# WORK ORDER A:
According to the cloud computing excerpt, how many projects, products and companies does the Cloud Native Computing Foundation track?
# WORK ORDER B:
Translate this sentence from the cloud computing excerpt into Spanish: "The big threat of complexity is that more things can go wrong."
# WORK ORDER C:
Reproduce the cloud computing excerpt from "Hybrid cloud makes" up to and including "capabilities and characteristics.".

# SELECTED EXTRACT:
One of the original core tenets of cloud was the centralization of computing for convenience and outsourced management. The reality is many cloud buyers aren’t comfortable giving full control of all their workloads to a third party. Many are also bound by regulations requiring them to keep data in certain jurisdictions or under their own management. Private clouds were created to provide governance and control where public cloud failed, albeit with less scalability and flexibility than a public cloud.

Hybrid cloud makes public cloud more scalable by making it more distributed, which also means it is more flexible in terms of compliance and control. But this means cloud buyers must wrestle with designing and managing IT applications to work across different venues, where each venue has different capabilities and characteristics.

Public cloud providers now offer appliances or software that provide the same services found on public cloud but located in an on-premises environment. These appliances and software are designed to work “out of the box” with the public cloud, thereby allowing hybrid cloud to be implemented quicker than through a bespoke design. The hardware manufacturers, seeing the cloud providers enter their traditional territory of the on-premises data center, have responded with pay-as-you-go cloud servers that are billed according to usage.

Cloud management platforms provide a common interface to manage hybrid cloud, another consideration for cloud buyers. To manage applications effectively across venues, new application architectures are required. Software containers (an abstraction of code from operating systems) provide the basis of microservices, where applications are broken down into small, independent pieces of code that can scale independently — across venues if needed.

Applications that can scale effectively on the cloud are referred to as “cloud native.” Containers, microservices and cloud-native architectures were all introduced to make cloud scale effectively, but they all introduce new complexity. The Cloud Native Computing Foundation (CNCF) tracks over 1,200 projects, products and companies associated with cloud-native practices. The CNCF aims to reduce technical complexity in cloud-native practices, but these practices are all nascent and there is no clear standard approach to implementing cloud-native concepts.

To the uninitiated, cloud might appear a simple and nimble means to access capacity and cloud-enabling technologies (such as cloud software tools, libraries of application programming interfaces for integrations, etc.). This can still be the case for simple use cases, such as non-mission critical websites. However, users face complex and often onerous requirements for many of their workloads to run in a public cloud according to their business needs (such as resiliency and cost). The original cloud promised much, but the additional capabilities that have made cloud arguably more scalable and resilient have come at the cost of simplicity.

Today, there is no standard architecture for a particular application, no “best” approach or “right” combination of tools, venues, providers or services. Cloud users face a wall of options to consider. Amazon Web Services, the largest cloud provider, has over 200 products alone, with over five million variations. Most cloud deployments today are kludged — improvised or put together from an ill-assorted collection of parts. Different venues, different management interfaces and different frameworks, working together as best as they can. Functional, but not integrated.

The big threat of complexity is that more things can go wrong. When they do, the cause can be challenging to trace. The cloud sector has exploded with new capabilities to address mission-critical requirements — but choosing and assembling these capabilities to satisfactorily support a mission-critical application is a work in progress.

Photo-based referring expression data
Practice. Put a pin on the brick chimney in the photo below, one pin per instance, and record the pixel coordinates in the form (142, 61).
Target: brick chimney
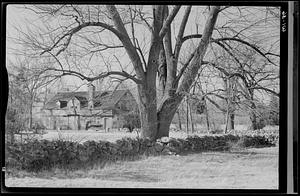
(91, 94)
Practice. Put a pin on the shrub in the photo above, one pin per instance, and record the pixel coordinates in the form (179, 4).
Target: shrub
(37, 155)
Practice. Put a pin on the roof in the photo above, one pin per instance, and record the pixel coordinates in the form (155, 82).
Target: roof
(102, 99)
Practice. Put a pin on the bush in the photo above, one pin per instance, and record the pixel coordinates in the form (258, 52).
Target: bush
(37, 155)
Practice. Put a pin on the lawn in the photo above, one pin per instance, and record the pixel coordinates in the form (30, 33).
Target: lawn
(241, 169)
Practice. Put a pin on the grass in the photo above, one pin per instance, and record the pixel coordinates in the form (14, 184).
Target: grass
(240, 169)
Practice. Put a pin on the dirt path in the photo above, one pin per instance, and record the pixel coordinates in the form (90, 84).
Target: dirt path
(251, 169)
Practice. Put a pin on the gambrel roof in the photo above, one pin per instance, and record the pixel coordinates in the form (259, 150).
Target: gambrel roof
(102, 99)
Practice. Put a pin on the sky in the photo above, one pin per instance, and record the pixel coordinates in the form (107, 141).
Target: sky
(23, 19)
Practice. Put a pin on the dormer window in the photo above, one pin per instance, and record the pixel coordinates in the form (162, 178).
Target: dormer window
(63, 104)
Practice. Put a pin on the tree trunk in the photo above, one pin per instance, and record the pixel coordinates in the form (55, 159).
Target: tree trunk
(231, 121)
(253, 117)
(156, 118)
(207, 117)
(179, 120)
(187, 116)
(30, 116)
(148, 112)
(191, 118)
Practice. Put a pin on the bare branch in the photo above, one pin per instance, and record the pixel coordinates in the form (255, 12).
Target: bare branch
(168, 21)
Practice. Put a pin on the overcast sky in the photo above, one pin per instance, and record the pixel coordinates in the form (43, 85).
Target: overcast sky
(22, 19)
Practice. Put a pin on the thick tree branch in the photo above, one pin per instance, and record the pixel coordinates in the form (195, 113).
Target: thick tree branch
(73, 31)
(168, 21)
(179, 39)
(129, 47)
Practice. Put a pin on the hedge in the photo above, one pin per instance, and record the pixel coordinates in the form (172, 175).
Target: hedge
(40, 155)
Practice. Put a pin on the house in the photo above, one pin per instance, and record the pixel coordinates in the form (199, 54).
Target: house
(86, 109)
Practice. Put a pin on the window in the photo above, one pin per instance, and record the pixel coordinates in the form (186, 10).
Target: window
(63, 104)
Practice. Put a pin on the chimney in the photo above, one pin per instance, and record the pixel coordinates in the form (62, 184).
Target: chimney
(91, 94)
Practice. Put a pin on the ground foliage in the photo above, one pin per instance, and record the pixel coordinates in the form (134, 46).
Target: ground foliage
(39, 155)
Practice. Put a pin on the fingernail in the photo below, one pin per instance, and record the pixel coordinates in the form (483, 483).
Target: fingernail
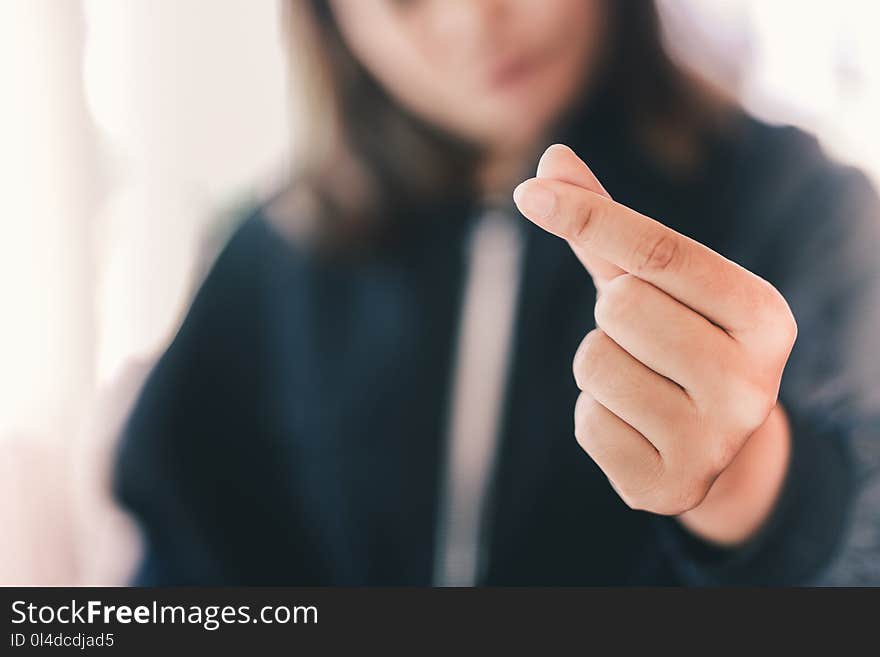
(534, 199)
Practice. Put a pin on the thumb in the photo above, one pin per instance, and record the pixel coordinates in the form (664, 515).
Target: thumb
(561, 163)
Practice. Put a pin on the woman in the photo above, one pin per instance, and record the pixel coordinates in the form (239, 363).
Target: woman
(374, 384)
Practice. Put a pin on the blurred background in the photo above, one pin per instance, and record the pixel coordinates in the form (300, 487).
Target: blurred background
(132, 134)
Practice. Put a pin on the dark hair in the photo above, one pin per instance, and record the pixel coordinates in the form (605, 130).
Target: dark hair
(359, 150)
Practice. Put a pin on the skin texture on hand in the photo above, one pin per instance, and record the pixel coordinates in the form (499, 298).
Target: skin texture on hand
(679, 381)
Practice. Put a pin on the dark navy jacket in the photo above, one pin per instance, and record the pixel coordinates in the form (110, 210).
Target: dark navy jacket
(292, 432)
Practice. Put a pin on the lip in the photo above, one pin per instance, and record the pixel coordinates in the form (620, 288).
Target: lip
(513, 70)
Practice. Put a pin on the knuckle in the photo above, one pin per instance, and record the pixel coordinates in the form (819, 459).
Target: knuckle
(772, 311)
(589, 214)
(682, 498)
(641, 494)
(617, 299)
(586, 420)
(746, 406)
(658, 252)
(589, 356)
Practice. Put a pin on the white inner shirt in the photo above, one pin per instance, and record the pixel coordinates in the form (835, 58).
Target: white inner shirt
(493, 254)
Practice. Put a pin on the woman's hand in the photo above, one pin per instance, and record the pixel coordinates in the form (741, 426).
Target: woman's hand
(680, 378)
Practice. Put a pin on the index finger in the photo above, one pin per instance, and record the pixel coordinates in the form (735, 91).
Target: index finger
(717, 288)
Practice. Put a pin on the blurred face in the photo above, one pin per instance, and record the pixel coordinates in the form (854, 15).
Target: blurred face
(495, 72)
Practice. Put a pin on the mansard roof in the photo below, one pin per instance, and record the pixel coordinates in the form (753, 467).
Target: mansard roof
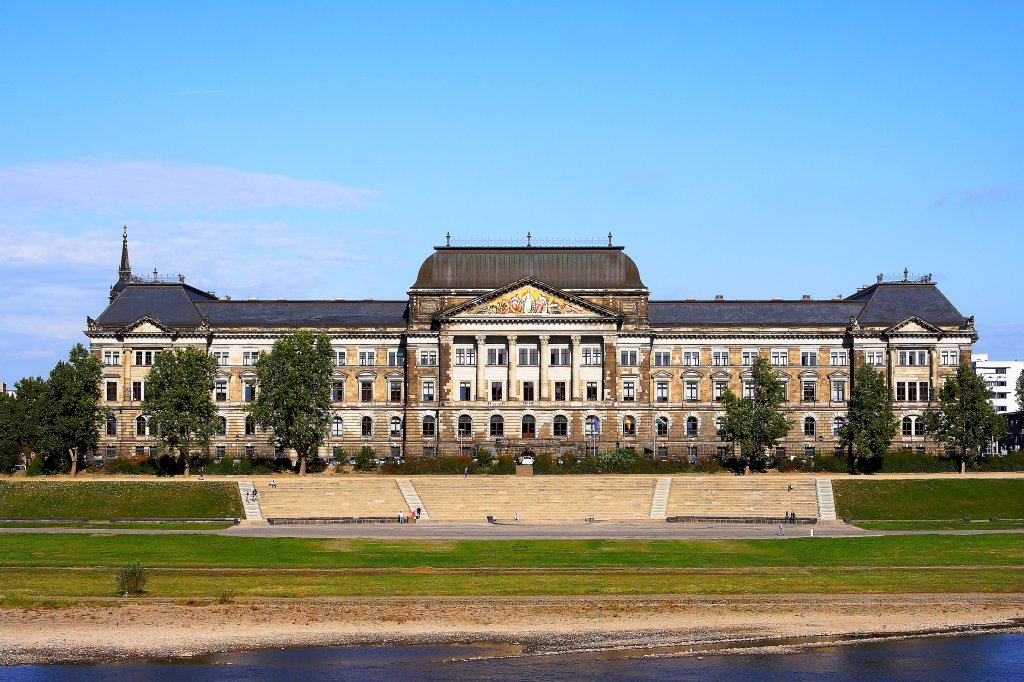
(562, 267)
(304, 313)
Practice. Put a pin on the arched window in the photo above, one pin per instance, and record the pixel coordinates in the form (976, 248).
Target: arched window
(629, 425)
(561, 427)
(691, 427)
(662, 426)
(808, 426)
(528, 426)
(497, 426)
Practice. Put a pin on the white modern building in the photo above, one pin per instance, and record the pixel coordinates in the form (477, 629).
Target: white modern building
(1000, 377)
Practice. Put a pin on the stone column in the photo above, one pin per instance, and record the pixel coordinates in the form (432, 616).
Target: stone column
(512, 358)
(544, 368)
(574, 373)
(481, 357)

# FINAL ANSWER A:
Over 1,200.

# FINAL ANSWER B:
La gran amenaza de la complejidad es que pueden salir mal más cosas.

# FINAL ANSWER C:
Hybrid cloud makes public cloud more scalable by making it more distributed, which also means it is more flexible in terms of compliance and control. But this means cloud buyers must wrestle with designing and managing IT applications to work across different venues, where each venue has different capabilities and characteristics.